- [Text]:
If you grew up in a health-oriented home or just happen to be a health nut, odds are you’ve familiar upon a certain fatty acid group known as Omega-3. The name stems from its consisting of three fats: ALA, EPA, and DHA, usually found in oils, namely fish, krill, egg, and more. Omega 3 has a wide range of health benefits, including maintaining metabloism, improvements in behavioral and cognitive performance, cardiac health, and reducing the risk of dementia. However, like just about everything, it also functions as a double-ended sword.
In 2011, a study was conducted by the Fred Hutch Public Health Science Division of the National Cancer Institute found that high concentrations of the fatty acid DHA in the blood were associated with higher risks for prostrate cancer. Just recently the study was replicated for safe measure, and lo and behold: the original findings hold weight. In addition to the DHA, an increased combination of all three was found to lead to a 71% increase in high-risk prostrate cancer, plus a 44% increase in low-grade cancer and a 43% increase across the board. This, not surprisingly, comes a shock to the medical community given the array of benefits associated with Omega 3, especially in the cardiac domain. One detrimental effect of these fatty acids (although there’s no clear link between it and cancer that I saw) is that they tend to convert to harmful substances that can damage DNA and cells themselves; another side-effect is that of its implication in immunosuppression, which I find very surprising. However, the link between the fatty acids and prostrate cancer still remains unclear, with Ohio State University’s Theodor Brasky, PhD, remarking, “It’s important to note, however, that these results do not address the question of whether omega-3’s play a detrimental role in prostate cancer prognosis,”

- [What is expected]: According to the text on Omega-3, which three fats make up this fatty acid group?

- [Dataset records]:
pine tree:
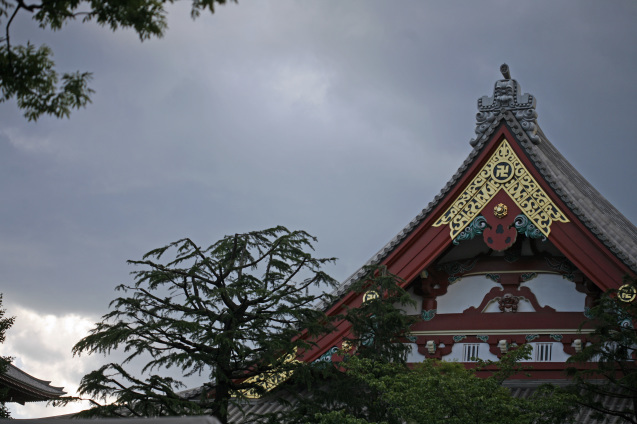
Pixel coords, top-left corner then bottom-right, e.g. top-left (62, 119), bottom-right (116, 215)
top-left (73, 227), bottom-right (335, 423)
top-left (260, 266), bottom-right (414, 423)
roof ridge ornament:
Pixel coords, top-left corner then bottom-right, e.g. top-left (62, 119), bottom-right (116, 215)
top-left (469, 63), bottom-right (540, 147)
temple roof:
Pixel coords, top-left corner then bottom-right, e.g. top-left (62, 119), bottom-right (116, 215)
top-left (0, 364), bottom-right (66, 405)
top-left (322, 65), bottom-right (637, 308)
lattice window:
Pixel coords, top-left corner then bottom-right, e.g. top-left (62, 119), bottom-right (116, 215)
top-left (535, 343), bottom-right (553, 362)
top-left (462, 343), bottom-right (480, 362)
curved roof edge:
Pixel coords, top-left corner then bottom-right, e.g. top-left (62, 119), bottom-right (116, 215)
top-left (317, 110), bottom-right (637, 310)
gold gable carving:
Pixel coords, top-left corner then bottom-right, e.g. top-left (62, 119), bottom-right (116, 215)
top-left (433, 140), bottom-right (569, 240)
top-left (240, 348), bottom-right (300, 399)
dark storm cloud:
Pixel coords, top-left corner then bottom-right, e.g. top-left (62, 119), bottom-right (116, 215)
top-left (0, 1), bottom-right (637, 314)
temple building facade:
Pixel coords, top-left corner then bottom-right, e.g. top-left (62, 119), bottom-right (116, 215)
top-left (303, 65), bottom-right (637, 380)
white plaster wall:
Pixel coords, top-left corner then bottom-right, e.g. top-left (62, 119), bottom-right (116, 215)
top-left (437, 275), bottom-right (502, 314)
top-left (442, 341), bottom-right (498, 362)
top-left (521, 274), bottom-right (586, 312)
top-left (483, 299), bottom-right (535, 314)
top-left (407, 343), bottom-right (425, 364)
top-left (521, 342), bottom-right (570, 362)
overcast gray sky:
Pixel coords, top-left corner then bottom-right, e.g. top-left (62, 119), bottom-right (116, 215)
top-left (0, 0), bottom-right (637, 417)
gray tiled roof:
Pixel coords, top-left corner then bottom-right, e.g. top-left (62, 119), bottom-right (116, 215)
top-left (0, 364), bottom-right (66, 402)
top-left (319, 111), bottom-right (637, 309)
top-left (228, 380), bottom-right (632, 424)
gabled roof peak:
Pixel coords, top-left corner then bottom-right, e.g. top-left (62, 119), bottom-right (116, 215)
top-left (469, 63), bottom-right (541, 147)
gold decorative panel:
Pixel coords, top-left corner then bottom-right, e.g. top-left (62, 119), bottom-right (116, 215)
top-left (241, 348), bottom-right (299, 399)
top-left (433, 140), bottom-right (569, 239)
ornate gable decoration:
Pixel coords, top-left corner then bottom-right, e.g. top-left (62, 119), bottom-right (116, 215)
top-left (433, 140), bottom-right (569, 240)
top-left (470, 63), bottom-right (540, 147)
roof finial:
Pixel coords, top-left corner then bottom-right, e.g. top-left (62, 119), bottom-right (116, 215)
top-left (470, 63), bottom-right (540, 147)
top-left (500, 63), bottom-right (511, 79)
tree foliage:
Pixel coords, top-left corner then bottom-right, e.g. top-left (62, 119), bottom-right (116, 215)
top-left (0, 294), bottom-right (15, 418)
top-left (73, 227), bottom-right (335, 423)
top-left (260, 266), bottom-right (414, 423)
top-left (318, 351), bottom-right (573, 424)
top-left (0, 0), bottom-right (236, 121)
top-left (260, 267), bottom-right (575, 424)
top-left (567, 276), bottom-right (637, 424)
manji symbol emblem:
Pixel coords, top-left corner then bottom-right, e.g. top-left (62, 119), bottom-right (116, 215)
top-left (617, 284), bottom-right (637, 303)
top-left (493, 162), bottom-right (513, 183)
top-left (433, 140), bottom-right (569, 240)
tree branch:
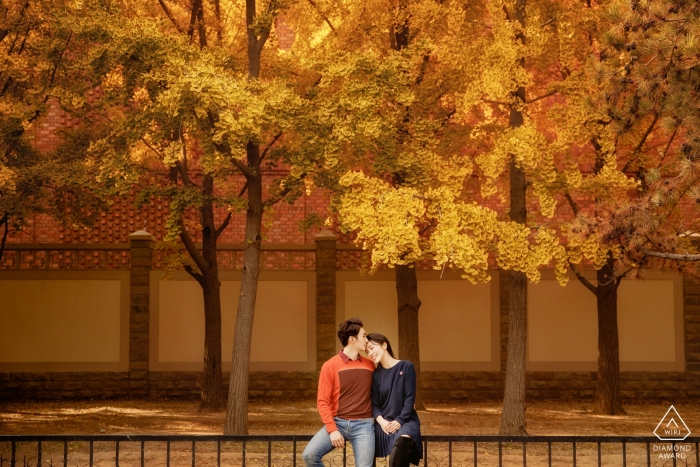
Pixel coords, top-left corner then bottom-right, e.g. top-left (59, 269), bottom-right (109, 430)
top-left (564, 191), bottom-right (578, 216)
top-left (569, 262), bottom-right (598, 295)
top-left (260, 131), bottom-right (282, 162)
top-left (177, 217), bottom-right (208, 272)
top-left (621, 114), bottom-right (659, 173)
top-left (639, 247), bottom-right (700, 261)
top-left (306, 0), bottom-right (335, 32)
top-left (525, 91), bottom-right (559, 104)
top-left (0, 213), bottom-right (10, 266)
top-left (187, 0), bottom-right (202, 42)
top-left (158, 0), bottom-right (185, 34)
top-left (183, 264), bottom-right (204, 285)
top-left (264, 173), bottom-right (308, 206)
top-left (214, 143), bottom-right (254, 177)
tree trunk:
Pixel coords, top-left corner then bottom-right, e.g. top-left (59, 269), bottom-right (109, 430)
top-left (595, 255), bottom-right (626, 415)
top-left (500, 164), bottom-right (527, 436)
top-left (199, 188), bottom-right (226, 411)
top-left (224, 142), bottom-right (263, 435)
top-left (224, 0), bottom-right (270, 435)
top-left (396, 264), bottom-right (425, 410)
top-left (500, 0), bottom-right (527, 435)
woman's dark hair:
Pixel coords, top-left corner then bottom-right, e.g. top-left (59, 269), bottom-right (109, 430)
top-left (367, 332), bottom-right (396, 358)
top-left (338, 318), bottom-right (364, 347)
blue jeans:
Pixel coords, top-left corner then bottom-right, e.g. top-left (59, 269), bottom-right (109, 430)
top-left (302, 418), bottom-right (374, 467)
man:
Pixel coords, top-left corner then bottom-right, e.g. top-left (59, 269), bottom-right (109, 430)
top-left (302, 318), bottom-right (374, 467)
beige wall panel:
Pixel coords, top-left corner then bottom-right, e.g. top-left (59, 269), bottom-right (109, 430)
top-left (418, 280), bottom-right (491, 362)
top-left (528, 271), bottom-right (684, 371)
top-left (0, 280), bottom-right (121, 363)
top-left (344, 280), bottom-right (492, 362)
top-left (158, 280), bottom-right (308, 363)
top-left (617, 280), bottom-right (676, 362)
top-left (344, 281), bottom-right (400, 352)
top-left (527, 280), bottom-right (598, 362)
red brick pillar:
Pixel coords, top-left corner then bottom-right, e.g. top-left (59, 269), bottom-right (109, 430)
top-left (129, 230), bottom-right (154, 397)
top-left (314, 230), bottom-right (337, 372)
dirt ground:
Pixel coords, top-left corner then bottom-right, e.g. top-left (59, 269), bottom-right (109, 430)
top-left (0, 401), bottom-right (700, 467)
top-left (0, 401), bottom-right (700, 436)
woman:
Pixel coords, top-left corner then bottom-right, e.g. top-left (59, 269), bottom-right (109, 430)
top-left (367, 333), bottom-right (423, 467)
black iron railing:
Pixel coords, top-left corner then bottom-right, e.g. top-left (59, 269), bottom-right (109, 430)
top-left (0, 435), bottom-right (700, 467)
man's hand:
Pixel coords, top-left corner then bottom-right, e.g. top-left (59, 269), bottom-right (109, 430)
top-left (331, 430), bottom-right (345, 448)
top-left (384, 420), bottom-right (401, 434)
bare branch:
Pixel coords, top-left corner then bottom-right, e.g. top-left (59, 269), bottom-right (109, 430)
top-left (640, 247), bottom-right (700, 261)
top-left (177, 217), bottom-right (207, 271)
top-left (525, 91), bottom-right (559, 104)
top-left (183, 264), bottom-right (204, 285)
top-left (214, 143), bottom-right (254, 177)
top-left (158, 0), bottom-right (185, 34)
top-left (260, 131), bottom-right (282, 162)
top-left (0, 213), bottom-right (10, 266)
top-left (621, 114), bottom-right (659, 173)
top-left (306, 0), bottom-right (335, 32)
top-left (481, 99), bottom-right (510, 105)
top-left (541, 15), bottom-right (559, 28)
top-left (187, 0), bottom-right (203, 42)
top-left (564, 191), bottom-right (578, 216)
top-left (215, 211), bottom-right (233, 238)
top-left (264, 173), bottom-right (308, 206)
top-left (569, 262), bottom-right (598, 295)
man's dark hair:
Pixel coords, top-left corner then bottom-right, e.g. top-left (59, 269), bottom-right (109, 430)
top-left (338, 318), bottom-right (364, 347)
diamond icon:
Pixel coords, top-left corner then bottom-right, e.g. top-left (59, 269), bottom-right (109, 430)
top-left (654, 406), bottom-right (690, 441)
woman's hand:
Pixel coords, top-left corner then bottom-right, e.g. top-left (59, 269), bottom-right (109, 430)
top-left (377, 415), bottom-right (393, 435)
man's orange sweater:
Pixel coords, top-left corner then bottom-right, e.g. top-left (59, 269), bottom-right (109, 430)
top-left (316, 350), bottom-right (374, 433)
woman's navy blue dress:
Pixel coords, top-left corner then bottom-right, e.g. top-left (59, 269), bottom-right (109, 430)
top-left (372, 360), bottom-right (423, 465)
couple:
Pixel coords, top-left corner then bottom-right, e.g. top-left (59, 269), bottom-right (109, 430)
top-left (302, 318), bottom-right (423, 467)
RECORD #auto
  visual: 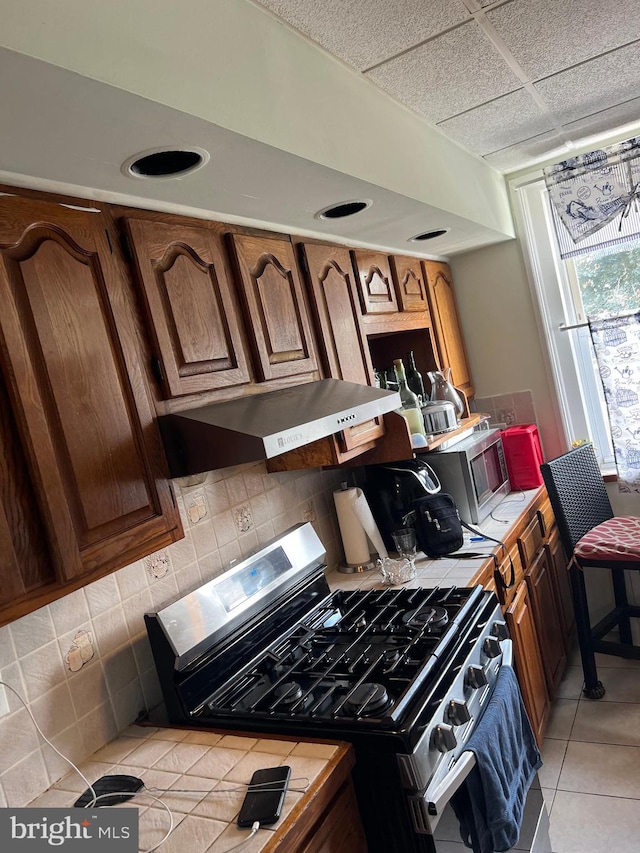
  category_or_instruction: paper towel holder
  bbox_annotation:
[338,480,376,575]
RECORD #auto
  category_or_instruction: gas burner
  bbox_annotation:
[402,604,449,630]
[273,681,302,705]
[345,682,390,717]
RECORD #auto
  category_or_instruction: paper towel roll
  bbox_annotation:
[333,488,387,566]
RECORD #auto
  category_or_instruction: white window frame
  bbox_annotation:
[509,173,614,470]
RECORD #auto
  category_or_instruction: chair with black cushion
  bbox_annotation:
[540,444,640,699]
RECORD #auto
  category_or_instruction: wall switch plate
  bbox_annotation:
[0,684,9,717]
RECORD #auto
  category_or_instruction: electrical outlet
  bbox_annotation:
[0,684,9,717]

- [Reply to the exercise]: ALA, EPA, and DHA.